AUFGABENSTELLUNG 1
Übertragen Sie aus dem Vorbericht zur Serie zwischen Crimmitschau und Krefeld den Satz „Beide sind in der Lage Siege festzuhalten und könnten in der Serie das Zünglein an der Waage spielen.“ ins Englische.
AUFGABENSTELLUNG 2
Geben Sie den Vorbericht zur Serie zwischen Crimmitschau und Krefeld von „Duell: ausgeglichen“ bis „auch bleiben wird.“ wortgetreu wieder.

ZU LESENDER TEXT

Nach der gestrigen Vorschau auf die Krefeld Pinguine mit deren Stärken, Schwächen und Besonderheiten widmen wir uns heute einem Vergleich der Crimmitschauer mit den Rheinländern und wagen zudem eine Prognose zum Ausgang der Serie.

Die Details über die Pinguine können hier nochmals nachgelesen werden. Doch wie verhält es sich nun im Vergleich mit den Eispiraten?

Trainer

Greg Poss gegen Jussi Tuores. Das ist „alter Hase“ gegen „junger Hüpfer“ oder auch „hat schon alles im Trainergeschäft erlebt“ gegen „wird garantiert noch viel im Trainergeschäft erleben“. Einen Vorteil für den 58jährigen Krefelder Coach gegenüber dem 34jährigen Eispiraten-Trainer lässt sich daraus aber beim besten Willen nicht ableiten, denn der erreichte Tabellenplatz der Westsachsen gibt dem finnischen Übungsleiter aus dem Sahnpark mehr als recht, schließlich hat er zusammen mit Co-Trainer Hofverberg ein Top-Team geformt, das verlässlich für Begeisterung gesorgt hat. Greg Poss muss man zugutehalten, dass er die Pinguine rechtzeitig in der Hauptrunde noch in die Form gebracht hat, die den Ansprüchen des Aufstiegsaspiranten am ehesten gerecht wird.

Duell: ausgeglichen

Torhüter

Sowohl Felix Bick im Kasten der Krefelder als auch Eispiraten-Goalie Oleg Shilin waren in der Hauptrunde unbestrittener Rückhalt ihres Teams und unterscheiden sich in den erreichten Werten Gegentore pro Spiel (2.40 Bick, 2.35 Shilin) und Fangquote (92.96% Bick, 92.70% Shilin) nur marginal. Beide sind in der Lage Siege festzuhalten und könnten in der Serie das Zünglein an der Waage spielen. Bei Oleg Shilin besteht einzig eine gewisse Restsorge, ob der Top-Goalie nach einigen Ausfällen in der Hauptrunde nun zu 100% belastbar ist und auch bleiben wird.

Zeilen des Datensatzes
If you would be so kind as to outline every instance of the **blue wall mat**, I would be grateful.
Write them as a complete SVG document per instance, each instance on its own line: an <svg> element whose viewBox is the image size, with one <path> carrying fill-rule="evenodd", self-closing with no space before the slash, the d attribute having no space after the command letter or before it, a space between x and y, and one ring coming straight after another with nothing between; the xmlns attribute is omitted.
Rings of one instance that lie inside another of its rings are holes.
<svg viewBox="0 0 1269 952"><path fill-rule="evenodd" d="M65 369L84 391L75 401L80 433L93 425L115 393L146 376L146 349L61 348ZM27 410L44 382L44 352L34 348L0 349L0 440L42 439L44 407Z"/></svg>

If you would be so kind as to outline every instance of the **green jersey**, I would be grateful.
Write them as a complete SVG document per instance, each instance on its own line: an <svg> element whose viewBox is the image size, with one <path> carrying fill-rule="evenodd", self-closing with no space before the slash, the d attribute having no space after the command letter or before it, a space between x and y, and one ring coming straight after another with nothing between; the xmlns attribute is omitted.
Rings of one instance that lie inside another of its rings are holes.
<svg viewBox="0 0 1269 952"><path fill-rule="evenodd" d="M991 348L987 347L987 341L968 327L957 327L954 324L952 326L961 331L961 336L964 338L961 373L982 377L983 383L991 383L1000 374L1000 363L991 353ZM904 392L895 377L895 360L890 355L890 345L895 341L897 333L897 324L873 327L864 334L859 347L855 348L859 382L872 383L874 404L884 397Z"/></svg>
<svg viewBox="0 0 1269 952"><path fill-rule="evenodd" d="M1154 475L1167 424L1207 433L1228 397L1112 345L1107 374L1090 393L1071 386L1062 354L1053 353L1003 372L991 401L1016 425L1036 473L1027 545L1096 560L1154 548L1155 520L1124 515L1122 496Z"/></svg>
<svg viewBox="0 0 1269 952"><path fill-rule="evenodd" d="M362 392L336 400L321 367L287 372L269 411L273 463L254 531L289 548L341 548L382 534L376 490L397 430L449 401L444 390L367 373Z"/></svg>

VOLLSTÄNDIGE ANTWORT 1
Both are capable of holding on to wins and could tip the balance in the series.

VOLLSTÄNDIGE ANTWORT 2
Duell: ausgeglichen

Torhüter

Sowohl Felix Bick im Kasten der Krefelder als auch Eispiraten-Goalie Oleg Shilin waren in der Hauptrunde unbestrittener Rückhalt ihres Teams und unterscheiden sich in den erreichten Werten Gegentore pro Spiel (2.40 Bick, 2.35 Shilin) und Fangquote (92.96% Bick, 92.70% Shilin) nur marginal. Beide sind in der Lage Siege festzuhalten und könnten in der Serie das Zünglein an der Waage spielen. Bei Oleg Shilin besteht einzig eine gewisse Restsorge, ob der Top-Goalie nach einigen Ausfällen in der Hauptrunde nun zu 100% belastbar ist und auch bleiben wird.